• **Material for the task**:

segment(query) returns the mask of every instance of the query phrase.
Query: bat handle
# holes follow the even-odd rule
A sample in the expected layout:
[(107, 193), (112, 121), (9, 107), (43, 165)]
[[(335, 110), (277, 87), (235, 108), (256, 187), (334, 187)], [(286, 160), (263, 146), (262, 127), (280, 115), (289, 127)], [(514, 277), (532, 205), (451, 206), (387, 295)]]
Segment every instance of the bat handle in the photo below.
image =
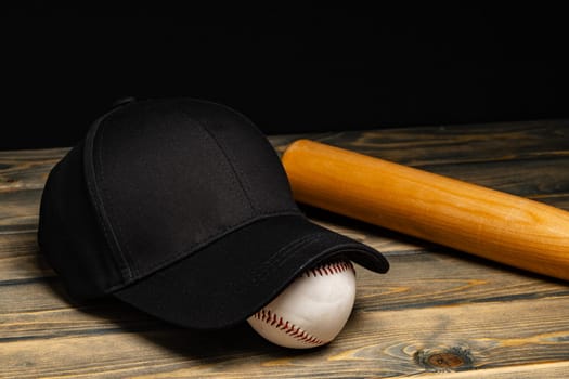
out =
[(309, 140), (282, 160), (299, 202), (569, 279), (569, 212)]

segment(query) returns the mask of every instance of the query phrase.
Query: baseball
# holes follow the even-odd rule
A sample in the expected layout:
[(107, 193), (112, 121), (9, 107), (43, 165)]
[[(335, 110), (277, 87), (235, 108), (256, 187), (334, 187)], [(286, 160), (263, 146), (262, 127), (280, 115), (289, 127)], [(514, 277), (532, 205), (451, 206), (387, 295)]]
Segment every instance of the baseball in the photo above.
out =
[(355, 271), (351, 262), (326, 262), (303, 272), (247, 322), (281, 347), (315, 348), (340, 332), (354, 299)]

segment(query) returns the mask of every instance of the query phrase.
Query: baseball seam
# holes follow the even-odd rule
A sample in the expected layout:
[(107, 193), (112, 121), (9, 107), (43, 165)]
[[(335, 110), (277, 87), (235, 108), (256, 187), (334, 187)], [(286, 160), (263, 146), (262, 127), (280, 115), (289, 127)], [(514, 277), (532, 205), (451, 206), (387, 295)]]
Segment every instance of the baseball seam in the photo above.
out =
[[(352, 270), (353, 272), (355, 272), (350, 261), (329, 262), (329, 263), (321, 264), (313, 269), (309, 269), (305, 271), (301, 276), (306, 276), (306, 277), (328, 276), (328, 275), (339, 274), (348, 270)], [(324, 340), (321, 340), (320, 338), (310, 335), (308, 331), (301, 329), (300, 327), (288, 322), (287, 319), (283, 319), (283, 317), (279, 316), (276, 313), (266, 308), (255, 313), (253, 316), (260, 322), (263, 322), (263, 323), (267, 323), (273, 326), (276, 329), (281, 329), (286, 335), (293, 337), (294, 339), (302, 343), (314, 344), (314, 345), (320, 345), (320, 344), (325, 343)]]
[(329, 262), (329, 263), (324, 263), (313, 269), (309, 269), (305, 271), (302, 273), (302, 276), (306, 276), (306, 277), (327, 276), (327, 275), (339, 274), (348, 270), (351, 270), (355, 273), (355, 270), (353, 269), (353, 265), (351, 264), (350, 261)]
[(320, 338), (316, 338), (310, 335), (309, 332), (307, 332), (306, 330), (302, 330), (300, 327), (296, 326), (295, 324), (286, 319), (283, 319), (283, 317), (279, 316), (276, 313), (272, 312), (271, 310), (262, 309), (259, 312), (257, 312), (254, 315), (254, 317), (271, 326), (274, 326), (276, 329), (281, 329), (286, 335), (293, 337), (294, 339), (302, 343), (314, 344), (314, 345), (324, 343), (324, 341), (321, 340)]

* * *

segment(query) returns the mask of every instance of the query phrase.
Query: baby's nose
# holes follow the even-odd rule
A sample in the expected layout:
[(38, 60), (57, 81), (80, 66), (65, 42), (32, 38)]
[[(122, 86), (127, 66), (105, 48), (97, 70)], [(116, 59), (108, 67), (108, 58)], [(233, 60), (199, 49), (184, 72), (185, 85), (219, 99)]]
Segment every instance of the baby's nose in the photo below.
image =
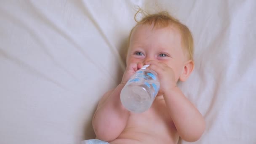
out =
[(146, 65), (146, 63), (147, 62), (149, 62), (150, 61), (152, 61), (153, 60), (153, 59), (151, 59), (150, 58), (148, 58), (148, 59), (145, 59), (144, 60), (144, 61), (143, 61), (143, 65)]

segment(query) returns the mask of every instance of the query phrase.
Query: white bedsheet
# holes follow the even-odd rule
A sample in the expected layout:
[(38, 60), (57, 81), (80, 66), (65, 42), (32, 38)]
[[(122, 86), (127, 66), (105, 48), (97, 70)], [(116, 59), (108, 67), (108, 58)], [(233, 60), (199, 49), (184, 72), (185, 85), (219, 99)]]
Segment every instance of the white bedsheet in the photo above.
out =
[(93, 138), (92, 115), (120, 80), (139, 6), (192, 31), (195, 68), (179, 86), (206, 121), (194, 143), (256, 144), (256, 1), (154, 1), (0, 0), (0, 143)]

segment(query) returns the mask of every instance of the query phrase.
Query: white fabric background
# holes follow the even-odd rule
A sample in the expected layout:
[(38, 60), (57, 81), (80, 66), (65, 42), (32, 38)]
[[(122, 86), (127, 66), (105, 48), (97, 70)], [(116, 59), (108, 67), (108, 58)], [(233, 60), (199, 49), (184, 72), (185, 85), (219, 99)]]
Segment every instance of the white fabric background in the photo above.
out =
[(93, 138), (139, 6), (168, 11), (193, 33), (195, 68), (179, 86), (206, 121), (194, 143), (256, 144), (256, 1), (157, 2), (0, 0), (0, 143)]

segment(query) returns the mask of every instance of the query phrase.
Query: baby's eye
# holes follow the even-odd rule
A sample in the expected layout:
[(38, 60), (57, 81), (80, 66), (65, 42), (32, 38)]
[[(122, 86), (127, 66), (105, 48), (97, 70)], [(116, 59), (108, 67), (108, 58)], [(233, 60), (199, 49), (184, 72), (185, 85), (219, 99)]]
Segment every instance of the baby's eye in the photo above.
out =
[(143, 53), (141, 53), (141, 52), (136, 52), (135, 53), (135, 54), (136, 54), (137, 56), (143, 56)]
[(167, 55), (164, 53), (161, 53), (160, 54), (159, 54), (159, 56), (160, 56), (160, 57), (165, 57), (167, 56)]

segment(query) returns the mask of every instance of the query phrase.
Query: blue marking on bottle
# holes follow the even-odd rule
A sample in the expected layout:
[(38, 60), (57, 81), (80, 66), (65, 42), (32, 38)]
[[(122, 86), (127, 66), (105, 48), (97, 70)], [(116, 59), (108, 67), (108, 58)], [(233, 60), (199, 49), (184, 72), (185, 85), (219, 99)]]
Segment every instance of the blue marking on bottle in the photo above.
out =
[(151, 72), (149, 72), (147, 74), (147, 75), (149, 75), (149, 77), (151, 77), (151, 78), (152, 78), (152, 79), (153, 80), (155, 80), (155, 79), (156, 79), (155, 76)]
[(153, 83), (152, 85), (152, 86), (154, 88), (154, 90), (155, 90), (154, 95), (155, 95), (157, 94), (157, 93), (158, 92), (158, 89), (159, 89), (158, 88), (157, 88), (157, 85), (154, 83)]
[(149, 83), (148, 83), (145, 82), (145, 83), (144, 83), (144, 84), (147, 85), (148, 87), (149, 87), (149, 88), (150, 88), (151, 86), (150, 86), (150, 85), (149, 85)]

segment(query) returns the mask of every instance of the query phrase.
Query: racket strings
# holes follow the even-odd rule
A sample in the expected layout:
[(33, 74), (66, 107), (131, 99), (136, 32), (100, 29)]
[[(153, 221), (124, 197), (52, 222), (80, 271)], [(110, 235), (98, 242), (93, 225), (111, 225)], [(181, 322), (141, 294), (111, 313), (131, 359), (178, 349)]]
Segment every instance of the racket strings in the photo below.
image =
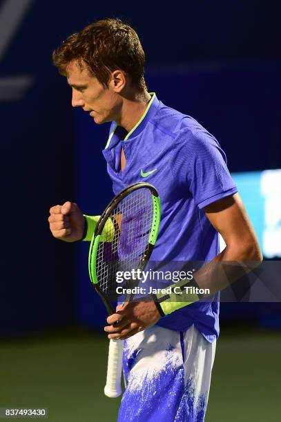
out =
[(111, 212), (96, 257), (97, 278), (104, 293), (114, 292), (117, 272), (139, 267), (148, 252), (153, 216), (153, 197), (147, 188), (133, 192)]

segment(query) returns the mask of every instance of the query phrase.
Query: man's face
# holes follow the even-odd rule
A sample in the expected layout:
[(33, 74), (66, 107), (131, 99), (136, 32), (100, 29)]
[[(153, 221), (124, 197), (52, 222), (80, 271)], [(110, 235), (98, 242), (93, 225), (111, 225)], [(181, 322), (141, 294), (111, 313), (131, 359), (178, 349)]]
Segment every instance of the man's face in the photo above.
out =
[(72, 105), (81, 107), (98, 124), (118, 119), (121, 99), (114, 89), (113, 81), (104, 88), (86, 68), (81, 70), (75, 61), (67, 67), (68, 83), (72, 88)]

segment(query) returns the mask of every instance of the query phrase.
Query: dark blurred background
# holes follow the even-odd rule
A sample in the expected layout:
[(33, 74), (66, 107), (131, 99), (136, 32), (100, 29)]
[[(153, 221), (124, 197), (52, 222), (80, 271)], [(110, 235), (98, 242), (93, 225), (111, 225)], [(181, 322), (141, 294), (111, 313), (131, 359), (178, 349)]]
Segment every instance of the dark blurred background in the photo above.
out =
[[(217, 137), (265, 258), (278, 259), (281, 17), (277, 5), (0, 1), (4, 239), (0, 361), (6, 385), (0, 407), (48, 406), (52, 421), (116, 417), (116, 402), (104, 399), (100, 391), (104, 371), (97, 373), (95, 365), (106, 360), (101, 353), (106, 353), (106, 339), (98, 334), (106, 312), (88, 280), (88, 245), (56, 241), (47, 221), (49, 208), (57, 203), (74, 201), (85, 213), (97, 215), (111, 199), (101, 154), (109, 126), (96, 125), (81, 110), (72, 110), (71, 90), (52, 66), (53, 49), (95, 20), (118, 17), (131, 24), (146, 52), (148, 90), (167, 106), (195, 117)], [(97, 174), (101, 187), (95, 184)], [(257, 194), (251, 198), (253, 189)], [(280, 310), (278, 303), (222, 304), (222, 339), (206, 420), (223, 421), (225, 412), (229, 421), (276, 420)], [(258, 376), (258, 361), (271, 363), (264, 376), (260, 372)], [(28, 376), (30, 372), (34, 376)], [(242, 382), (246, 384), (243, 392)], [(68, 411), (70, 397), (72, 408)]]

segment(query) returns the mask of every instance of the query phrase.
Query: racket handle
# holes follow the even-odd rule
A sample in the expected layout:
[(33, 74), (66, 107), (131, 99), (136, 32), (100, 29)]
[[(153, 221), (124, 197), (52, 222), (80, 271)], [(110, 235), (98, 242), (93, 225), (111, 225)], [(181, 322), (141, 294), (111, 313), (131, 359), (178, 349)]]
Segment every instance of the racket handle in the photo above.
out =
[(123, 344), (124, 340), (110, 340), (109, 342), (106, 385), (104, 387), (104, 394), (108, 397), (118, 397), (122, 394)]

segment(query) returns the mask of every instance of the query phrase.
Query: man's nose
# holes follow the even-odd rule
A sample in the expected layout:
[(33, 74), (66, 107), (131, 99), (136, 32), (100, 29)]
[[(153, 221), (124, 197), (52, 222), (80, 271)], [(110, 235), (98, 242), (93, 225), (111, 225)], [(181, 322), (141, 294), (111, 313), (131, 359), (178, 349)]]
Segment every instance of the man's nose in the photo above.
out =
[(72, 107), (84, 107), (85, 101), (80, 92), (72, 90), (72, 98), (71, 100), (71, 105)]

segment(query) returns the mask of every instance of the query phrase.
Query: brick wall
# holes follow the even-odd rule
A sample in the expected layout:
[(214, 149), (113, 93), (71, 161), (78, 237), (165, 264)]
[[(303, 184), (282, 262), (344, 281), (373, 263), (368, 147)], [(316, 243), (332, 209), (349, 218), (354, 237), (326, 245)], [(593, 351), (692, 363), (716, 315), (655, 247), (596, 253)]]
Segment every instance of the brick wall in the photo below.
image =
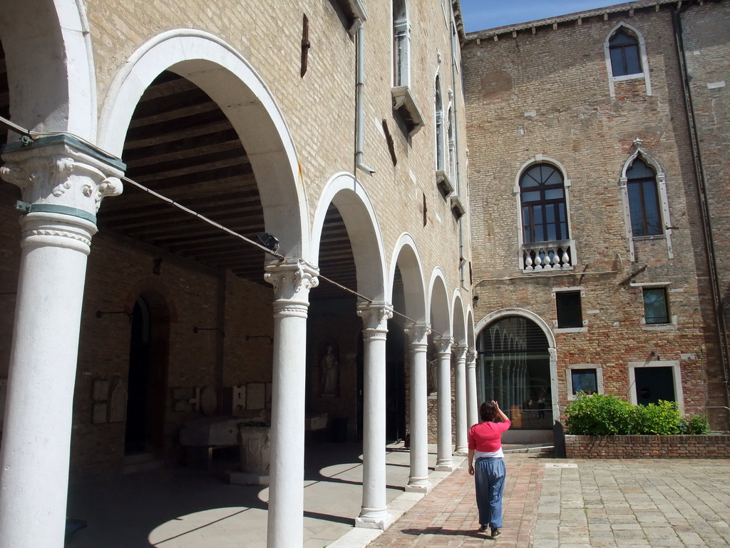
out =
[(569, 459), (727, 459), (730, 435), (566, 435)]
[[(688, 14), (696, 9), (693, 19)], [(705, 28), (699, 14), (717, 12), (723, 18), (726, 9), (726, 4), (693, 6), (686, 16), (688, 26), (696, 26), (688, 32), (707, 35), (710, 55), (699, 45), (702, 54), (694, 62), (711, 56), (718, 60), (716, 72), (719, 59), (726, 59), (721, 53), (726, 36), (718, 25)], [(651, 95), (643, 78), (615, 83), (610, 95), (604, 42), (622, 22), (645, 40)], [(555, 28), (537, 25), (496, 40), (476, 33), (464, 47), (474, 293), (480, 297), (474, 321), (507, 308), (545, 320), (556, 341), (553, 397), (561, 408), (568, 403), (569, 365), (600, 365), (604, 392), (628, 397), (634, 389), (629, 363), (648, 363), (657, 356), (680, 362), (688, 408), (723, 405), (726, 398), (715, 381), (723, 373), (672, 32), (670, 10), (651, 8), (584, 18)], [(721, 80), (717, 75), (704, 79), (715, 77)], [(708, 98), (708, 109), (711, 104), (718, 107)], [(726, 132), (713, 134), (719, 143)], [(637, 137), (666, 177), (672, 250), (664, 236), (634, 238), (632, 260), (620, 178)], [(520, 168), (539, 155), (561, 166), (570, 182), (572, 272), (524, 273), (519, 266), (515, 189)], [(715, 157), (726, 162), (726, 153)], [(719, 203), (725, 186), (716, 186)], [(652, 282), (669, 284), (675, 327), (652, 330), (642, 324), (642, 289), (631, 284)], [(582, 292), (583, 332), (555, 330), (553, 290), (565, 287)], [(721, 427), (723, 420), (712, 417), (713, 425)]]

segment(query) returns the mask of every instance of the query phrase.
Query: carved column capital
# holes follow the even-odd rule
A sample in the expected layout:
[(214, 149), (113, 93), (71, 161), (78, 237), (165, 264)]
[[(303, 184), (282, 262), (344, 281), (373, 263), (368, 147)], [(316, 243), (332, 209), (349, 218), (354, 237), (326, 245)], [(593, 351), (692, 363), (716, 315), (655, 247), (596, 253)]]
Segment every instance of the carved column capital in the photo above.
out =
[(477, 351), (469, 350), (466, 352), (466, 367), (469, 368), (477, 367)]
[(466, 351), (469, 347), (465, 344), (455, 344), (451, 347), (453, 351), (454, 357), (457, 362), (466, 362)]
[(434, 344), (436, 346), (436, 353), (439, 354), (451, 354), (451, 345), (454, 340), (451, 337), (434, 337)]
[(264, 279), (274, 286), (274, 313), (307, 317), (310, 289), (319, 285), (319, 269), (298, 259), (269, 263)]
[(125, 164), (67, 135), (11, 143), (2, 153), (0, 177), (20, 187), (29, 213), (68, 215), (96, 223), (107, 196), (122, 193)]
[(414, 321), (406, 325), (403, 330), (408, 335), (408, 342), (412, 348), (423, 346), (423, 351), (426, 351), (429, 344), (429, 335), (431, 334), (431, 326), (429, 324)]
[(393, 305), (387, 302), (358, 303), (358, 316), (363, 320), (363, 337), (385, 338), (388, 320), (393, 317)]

• **Set task**:
List each line in the rows above that contains the word "face", copying every such line in full.

• **Exercise solution**:
Query: man's face
Segment every instance of the man's face in the photo above.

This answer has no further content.